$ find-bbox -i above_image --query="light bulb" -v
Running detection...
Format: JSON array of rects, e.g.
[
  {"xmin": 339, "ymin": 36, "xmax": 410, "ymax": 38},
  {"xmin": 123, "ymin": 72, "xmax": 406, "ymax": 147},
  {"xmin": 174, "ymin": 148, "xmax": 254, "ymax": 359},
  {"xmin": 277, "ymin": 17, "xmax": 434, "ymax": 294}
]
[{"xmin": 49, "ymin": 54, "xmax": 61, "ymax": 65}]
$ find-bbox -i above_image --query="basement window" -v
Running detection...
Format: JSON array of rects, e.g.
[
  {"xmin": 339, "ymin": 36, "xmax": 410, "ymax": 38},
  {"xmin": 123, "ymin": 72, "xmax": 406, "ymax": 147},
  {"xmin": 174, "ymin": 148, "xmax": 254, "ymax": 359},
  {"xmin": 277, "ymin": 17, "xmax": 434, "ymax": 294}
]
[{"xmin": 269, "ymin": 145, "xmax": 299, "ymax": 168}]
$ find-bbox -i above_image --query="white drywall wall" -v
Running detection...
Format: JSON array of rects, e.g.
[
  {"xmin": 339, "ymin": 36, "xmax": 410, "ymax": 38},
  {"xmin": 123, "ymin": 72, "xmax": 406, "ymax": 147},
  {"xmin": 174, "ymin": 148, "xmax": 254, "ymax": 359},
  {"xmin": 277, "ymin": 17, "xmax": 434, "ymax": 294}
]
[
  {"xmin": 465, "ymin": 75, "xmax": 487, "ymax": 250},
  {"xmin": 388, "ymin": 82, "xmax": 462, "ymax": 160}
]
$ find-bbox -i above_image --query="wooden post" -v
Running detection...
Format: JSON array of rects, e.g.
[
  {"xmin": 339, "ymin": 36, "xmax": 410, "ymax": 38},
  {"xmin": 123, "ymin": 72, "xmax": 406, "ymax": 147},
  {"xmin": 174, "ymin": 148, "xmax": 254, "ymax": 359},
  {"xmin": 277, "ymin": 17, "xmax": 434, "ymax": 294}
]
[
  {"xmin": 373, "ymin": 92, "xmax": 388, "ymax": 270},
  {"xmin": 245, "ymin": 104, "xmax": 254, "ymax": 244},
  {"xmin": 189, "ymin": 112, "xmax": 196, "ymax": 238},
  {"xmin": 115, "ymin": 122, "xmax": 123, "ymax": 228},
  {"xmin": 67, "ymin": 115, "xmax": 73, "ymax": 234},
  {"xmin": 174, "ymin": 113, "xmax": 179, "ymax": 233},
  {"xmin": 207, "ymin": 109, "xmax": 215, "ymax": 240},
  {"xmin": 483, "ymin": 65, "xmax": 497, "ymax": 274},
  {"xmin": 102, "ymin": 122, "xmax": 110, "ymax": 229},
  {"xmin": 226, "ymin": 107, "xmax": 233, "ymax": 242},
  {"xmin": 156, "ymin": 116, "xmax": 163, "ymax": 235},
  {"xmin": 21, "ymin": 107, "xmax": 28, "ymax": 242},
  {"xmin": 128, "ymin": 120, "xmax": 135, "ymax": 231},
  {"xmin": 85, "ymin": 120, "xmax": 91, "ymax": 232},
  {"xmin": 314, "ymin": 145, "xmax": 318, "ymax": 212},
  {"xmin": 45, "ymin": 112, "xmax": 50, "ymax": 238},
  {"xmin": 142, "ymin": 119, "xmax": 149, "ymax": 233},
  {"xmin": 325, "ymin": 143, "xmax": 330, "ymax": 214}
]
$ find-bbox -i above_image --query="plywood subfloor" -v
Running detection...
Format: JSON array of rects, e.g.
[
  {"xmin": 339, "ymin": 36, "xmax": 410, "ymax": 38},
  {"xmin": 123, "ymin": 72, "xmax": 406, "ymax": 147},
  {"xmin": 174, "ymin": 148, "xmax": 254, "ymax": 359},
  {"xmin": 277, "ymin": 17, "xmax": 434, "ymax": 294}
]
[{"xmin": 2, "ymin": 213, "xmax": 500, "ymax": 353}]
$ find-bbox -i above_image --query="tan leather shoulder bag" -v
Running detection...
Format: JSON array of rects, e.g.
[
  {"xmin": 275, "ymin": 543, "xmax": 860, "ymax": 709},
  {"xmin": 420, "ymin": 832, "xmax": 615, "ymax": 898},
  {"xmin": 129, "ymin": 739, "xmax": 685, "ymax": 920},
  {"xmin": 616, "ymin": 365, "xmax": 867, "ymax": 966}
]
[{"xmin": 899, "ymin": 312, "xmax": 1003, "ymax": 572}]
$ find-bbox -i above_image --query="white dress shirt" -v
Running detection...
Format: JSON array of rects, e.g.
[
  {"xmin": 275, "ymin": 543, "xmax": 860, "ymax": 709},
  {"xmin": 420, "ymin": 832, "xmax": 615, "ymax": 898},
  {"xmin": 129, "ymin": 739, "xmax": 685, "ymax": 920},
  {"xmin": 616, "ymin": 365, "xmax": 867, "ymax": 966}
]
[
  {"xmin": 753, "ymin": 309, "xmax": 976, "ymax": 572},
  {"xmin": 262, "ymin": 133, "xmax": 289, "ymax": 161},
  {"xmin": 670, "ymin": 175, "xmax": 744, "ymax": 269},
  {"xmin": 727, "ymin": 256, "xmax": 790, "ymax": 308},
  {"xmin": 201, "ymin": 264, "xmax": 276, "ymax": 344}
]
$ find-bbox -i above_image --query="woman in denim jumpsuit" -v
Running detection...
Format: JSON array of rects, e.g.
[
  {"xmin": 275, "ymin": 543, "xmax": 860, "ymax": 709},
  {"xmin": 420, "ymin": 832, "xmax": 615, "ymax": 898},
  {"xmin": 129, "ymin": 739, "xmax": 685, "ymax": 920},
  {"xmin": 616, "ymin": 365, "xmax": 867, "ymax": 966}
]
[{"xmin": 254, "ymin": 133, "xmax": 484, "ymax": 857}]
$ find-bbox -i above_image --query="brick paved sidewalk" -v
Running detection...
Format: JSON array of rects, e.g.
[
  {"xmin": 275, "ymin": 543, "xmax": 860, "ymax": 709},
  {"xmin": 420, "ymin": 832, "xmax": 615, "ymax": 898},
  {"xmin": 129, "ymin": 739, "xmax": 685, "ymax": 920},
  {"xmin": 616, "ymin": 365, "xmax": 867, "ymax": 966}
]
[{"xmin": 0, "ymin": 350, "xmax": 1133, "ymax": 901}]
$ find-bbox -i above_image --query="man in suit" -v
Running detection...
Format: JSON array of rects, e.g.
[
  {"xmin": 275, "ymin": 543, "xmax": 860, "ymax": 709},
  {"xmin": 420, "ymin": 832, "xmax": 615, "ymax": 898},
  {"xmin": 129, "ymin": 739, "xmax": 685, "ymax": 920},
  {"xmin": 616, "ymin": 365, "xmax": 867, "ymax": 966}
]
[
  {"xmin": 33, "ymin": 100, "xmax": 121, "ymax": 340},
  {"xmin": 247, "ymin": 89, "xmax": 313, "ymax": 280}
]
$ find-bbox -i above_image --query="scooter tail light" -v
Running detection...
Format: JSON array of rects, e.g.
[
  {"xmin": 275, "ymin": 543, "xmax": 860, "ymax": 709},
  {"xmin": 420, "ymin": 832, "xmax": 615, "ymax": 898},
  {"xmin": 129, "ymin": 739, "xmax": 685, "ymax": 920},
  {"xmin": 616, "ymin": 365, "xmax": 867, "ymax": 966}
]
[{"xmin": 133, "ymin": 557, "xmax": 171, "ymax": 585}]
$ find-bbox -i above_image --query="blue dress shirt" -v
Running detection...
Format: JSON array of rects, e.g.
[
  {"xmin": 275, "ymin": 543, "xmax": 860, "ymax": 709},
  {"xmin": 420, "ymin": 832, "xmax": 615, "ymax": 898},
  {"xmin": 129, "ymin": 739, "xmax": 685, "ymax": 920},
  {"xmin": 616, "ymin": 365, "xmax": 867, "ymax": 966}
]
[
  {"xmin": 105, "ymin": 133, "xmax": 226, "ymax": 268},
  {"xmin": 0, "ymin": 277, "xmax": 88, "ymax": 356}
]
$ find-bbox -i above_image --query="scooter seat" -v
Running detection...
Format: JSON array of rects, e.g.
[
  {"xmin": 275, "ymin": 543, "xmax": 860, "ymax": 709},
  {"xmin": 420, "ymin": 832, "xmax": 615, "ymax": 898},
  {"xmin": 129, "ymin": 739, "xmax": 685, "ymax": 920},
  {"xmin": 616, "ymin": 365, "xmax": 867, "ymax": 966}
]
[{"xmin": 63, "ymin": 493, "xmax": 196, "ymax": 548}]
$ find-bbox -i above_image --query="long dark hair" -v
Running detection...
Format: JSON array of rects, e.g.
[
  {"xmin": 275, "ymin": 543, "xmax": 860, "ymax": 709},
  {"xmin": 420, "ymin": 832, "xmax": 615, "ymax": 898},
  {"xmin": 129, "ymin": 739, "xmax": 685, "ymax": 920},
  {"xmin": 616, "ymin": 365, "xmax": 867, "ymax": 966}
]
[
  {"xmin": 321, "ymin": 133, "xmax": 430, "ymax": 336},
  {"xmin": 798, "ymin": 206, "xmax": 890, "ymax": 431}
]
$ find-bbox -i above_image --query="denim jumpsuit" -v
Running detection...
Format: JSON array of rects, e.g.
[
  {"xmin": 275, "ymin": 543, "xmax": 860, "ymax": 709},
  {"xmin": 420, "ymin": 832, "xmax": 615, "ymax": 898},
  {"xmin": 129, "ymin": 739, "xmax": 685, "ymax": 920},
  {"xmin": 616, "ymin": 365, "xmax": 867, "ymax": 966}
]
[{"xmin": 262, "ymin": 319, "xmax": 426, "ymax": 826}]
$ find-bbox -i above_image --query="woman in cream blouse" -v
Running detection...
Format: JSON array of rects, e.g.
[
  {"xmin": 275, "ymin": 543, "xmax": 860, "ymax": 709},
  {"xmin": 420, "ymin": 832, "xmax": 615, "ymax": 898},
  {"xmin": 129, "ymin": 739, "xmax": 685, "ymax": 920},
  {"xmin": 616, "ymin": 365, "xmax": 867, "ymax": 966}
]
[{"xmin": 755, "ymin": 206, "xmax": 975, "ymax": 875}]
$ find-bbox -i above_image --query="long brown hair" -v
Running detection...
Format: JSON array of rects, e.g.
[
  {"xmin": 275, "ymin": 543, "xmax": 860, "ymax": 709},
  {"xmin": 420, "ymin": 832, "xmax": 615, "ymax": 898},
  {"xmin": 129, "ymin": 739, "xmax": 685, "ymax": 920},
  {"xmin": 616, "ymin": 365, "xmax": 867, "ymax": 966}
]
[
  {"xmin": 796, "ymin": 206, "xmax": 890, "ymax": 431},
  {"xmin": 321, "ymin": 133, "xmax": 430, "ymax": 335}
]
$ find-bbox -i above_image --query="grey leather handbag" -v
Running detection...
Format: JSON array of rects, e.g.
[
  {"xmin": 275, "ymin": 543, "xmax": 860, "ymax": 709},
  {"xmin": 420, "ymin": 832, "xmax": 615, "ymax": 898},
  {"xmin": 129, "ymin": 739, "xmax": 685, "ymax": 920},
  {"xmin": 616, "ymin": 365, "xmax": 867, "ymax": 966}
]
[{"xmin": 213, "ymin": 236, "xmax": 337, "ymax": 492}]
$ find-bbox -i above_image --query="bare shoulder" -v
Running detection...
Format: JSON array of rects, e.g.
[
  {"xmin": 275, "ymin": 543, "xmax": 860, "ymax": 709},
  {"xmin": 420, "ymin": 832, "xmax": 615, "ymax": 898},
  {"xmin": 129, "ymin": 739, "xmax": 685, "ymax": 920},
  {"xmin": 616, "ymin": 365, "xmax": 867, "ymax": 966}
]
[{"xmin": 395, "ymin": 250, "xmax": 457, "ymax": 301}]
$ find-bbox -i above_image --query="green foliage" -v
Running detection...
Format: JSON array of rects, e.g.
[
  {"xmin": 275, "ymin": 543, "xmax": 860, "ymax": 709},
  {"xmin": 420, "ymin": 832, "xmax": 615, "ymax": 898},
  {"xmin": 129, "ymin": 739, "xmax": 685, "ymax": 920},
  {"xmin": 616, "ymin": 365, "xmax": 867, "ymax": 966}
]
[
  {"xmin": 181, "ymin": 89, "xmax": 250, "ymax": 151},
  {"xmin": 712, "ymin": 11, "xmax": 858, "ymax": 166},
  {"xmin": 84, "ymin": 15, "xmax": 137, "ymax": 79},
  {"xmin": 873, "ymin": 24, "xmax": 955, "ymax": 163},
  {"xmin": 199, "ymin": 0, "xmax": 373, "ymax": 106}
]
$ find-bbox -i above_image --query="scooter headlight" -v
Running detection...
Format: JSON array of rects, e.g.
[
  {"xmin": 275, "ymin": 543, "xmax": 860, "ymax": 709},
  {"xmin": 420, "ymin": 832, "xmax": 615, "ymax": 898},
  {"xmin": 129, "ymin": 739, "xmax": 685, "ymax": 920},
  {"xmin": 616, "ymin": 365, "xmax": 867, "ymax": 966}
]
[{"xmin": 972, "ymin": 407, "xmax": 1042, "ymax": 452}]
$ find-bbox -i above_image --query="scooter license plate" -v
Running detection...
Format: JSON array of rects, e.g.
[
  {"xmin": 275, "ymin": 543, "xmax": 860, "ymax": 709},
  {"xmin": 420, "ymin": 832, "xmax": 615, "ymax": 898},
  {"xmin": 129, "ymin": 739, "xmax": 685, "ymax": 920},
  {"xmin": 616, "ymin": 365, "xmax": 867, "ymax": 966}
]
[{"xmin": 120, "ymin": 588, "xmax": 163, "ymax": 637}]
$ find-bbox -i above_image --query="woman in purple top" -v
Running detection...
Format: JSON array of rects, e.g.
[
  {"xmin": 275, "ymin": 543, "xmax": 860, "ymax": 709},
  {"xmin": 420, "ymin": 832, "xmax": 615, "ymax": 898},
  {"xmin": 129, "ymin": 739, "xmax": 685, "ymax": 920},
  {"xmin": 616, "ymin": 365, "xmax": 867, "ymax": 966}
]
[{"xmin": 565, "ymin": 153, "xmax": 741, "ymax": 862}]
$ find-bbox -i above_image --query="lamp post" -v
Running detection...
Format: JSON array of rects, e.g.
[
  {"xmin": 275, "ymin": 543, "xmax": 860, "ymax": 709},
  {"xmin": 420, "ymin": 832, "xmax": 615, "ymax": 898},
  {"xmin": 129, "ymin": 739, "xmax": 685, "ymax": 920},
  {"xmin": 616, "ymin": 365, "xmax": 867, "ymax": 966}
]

● ● ●

Work to do - Copy every line in the entries above that contains the string "hair". Case counts, so match capitalization exactly.

Output for this exercise -
$ find-bbox -i above_image --query="long dark hair" -v
$ find-bbox -i above_image --query="long brown hair" -v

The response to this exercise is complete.